+++ Data extract +++

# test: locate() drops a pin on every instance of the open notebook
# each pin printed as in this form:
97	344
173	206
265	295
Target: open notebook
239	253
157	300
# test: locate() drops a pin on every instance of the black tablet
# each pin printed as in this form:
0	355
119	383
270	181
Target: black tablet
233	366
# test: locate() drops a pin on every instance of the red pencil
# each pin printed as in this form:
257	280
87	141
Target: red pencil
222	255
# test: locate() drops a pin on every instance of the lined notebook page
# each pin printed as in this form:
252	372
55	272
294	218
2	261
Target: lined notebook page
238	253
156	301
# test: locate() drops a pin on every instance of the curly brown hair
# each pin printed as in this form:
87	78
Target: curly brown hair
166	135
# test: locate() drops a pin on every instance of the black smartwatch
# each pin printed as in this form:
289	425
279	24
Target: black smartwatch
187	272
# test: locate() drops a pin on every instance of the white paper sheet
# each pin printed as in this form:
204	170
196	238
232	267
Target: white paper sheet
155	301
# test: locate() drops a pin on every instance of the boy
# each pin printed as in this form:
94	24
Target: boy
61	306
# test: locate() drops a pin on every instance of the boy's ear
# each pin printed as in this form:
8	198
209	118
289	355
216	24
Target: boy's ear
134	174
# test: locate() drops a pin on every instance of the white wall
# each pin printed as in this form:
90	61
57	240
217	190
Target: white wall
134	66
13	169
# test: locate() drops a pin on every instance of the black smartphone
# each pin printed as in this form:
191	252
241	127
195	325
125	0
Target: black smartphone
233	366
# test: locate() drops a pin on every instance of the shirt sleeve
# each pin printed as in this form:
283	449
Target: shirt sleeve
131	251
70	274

+++

Write out all of the entries above again, line for line, changing nothing.

# test: locate() drops a pin on every instance of the open notebook
# each pin printed as in this form:
97	344
173	206
265	295
Target: open notebook
239	253
157	300
# test: locate() drops a pin on every instance of the black tablet
# each pin printed as in this form:
0	355
119	383
270	181
Target: black tablet
233	366
# test: locate() drops a pin on every instance of the red pencil
# each pin printed as in this form:
257	280
87	141
Target: red pencil
222	255
# test: locate() drops a pin on every instance of the lined notebook page
# each pin printed as in this form:
252	372
55	272
294	218
2	261
Target: lined notebook page
238	253
156	301
# test: locate() drops a pin on every instance of the curly brown hair
# each pin printed as in this form:
87	78
Target: curly brown hair
166	135
# test: locate() drops a pin on every instance of the black smartwatch
# each pin printed as in this form:
289	425
279	24
Target: black smartwatch
187	272
# test: locate() drops a pin on every instance of the white paper sheet
# each pin printed as in this form:
204	170
196	238
232	267
Target: white paper sheet
155	301
# test: locate() drops a pin on every instance of the boy
# each pin printed as in this form:
94	24
Target: boy
61	306
# test: locate() drops a pin on every instance of the boy's ear
# each pin printed as in this form:
8	198
209	118
289	355
216	24
Target: boy's ear
134	174
# test: locate() drops a pin on every instance of the white wall
# each pin printed as in this form:
90	61
57	240
217	190
Target: white wall
134	66
13	169
# test: locate() drops a pin on every instance of the black smartphone
# each pin printed as in this form:
191	252
241	127
195	325
125	0
Target: black smartphone
233	366
# test: locate() drops a pin on every instance of the shirt sleeve
# each pin printed as in this form:
283	449
Target: shirt sleeve
131	251
70	274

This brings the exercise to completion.